_What is expected_
Give back exactly the lines running from the line with "Labeling rule: each instance of the mountain" to the end of the entries, and only those lines.
*** Data shown ***
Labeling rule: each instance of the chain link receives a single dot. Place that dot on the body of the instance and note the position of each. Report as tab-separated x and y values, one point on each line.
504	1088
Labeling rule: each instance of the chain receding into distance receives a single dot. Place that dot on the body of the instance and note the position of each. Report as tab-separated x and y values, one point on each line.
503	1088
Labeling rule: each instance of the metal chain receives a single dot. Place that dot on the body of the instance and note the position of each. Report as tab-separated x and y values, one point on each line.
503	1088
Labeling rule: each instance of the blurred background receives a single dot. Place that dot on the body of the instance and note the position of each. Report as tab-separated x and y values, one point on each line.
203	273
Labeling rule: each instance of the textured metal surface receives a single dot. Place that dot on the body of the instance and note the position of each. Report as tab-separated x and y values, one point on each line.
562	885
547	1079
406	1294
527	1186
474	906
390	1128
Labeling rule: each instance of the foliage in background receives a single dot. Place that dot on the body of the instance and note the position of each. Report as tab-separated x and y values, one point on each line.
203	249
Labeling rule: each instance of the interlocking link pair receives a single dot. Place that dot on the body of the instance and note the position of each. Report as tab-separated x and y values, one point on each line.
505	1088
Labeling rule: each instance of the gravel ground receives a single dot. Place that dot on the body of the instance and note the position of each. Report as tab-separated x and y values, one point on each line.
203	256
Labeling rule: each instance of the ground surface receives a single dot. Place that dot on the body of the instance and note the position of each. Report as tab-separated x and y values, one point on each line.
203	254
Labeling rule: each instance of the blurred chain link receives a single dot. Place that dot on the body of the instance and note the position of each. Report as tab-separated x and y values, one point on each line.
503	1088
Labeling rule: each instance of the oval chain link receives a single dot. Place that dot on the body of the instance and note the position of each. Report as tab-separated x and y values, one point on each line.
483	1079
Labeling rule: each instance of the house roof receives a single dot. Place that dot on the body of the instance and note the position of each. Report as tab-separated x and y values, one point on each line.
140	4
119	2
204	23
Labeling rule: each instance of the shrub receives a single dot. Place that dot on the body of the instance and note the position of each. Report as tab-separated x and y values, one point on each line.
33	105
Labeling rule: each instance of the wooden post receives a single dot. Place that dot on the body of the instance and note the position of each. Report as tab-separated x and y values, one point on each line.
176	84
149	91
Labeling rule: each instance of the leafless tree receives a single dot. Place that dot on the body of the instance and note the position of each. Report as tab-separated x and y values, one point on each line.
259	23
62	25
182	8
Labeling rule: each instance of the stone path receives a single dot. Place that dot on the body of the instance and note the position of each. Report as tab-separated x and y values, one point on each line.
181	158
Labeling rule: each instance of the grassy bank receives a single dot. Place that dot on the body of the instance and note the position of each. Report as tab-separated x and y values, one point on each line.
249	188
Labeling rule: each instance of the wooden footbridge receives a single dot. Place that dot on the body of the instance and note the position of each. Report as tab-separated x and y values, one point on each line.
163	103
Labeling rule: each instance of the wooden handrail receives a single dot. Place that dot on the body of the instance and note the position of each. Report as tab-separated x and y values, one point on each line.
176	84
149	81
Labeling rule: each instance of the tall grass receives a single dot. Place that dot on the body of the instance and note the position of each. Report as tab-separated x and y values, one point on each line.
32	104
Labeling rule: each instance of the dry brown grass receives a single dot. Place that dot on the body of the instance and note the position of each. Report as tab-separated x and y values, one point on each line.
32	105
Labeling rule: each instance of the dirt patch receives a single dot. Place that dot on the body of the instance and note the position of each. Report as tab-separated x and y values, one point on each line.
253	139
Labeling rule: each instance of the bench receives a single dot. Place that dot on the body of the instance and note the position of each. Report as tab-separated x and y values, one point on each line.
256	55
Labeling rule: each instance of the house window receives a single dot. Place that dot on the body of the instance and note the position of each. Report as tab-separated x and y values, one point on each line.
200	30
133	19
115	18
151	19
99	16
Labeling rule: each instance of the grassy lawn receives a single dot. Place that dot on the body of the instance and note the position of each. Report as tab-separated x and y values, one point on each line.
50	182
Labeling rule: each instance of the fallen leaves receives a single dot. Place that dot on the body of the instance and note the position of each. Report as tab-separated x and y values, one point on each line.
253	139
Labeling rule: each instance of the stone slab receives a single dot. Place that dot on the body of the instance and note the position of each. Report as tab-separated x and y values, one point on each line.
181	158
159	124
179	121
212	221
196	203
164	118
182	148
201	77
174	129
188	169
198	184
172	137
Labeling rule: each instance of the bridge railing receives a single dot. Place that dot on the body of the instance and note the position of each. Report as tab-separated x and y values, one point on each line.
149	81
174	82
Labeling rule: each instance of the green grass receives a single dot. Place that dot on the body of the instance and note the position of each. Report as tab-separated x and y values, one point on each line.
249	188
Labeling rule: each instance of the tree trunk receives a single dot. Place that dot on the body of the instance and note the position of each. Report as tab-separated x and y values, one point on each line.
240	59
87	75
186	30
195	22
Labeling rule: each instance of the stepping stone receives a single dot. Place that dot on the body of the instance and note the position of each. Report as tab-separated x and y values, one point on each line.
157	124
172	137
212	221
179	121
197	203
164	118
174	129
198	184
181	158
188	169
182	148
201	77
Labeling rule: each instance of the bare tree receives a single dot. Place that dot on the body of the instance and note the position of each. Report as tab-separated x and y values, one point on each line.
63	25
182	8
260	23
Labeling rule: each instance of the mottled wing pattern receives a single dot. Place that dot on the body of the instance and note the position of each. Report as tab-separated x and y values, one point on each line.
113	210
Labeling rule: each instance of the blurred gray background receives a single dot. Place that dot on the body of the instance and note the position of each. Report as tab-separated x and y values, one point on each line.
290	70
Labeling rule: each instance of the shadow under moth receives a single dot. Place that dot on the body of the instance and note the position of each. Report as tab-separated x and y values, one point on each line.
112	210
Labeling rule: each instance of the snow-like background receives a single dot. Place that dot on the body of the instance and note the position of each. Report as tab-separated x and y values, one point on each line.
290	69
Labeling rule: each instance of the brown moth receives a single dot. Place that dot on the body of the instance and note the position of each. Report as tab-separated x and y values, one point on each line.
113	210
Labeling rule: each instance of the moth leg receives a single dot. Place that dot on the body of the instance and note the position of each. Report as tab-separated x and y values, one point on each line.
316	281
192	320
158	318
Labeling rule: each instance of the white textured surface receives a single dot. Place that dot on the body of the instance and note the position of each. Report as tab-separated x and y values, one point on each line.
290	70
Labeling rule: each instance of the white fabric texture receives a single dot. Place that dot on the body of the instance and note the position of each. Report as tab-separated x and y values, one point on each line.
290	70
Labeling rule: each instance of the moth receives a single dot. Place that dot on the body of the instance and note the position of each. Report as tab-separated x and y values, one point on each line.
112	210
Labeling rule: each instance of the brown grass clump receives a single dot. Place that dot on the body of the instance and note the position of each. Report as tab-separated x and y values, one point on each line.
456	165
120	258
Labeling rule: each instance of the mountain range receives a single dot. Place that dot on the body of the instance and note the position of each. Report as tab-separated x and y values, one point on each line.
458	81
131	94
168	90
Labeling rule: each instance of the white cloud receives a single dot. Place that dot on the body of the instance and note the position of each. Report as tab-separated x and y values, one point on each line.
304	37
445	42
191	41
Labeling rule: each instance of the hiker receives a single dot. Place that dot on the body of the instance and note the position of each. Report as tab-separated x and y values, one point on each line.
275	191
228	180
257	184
*** End of Data shown ***
_Result for this exercise_
Labeling rule: each instance of the mountain range receives a single dot. Place that dot on the body of the instance and note the position of each. Report as tab-separated x and y values, one point on each line.
458	81
131	94
168	90
Labeling rule: each instance of the white cloud receives a single dot. Place that dot on the body of the instance and note the position of each. Report as tab-separated x and y values, one point on each line.
304	37
445	42
191	41
Labeling rule: each instance of the hiker receives a single dot. Place that dot on the body of the instance and note the position of each. Report as tab-separated x and y values, one point on each line.
275	191
228	180
257	184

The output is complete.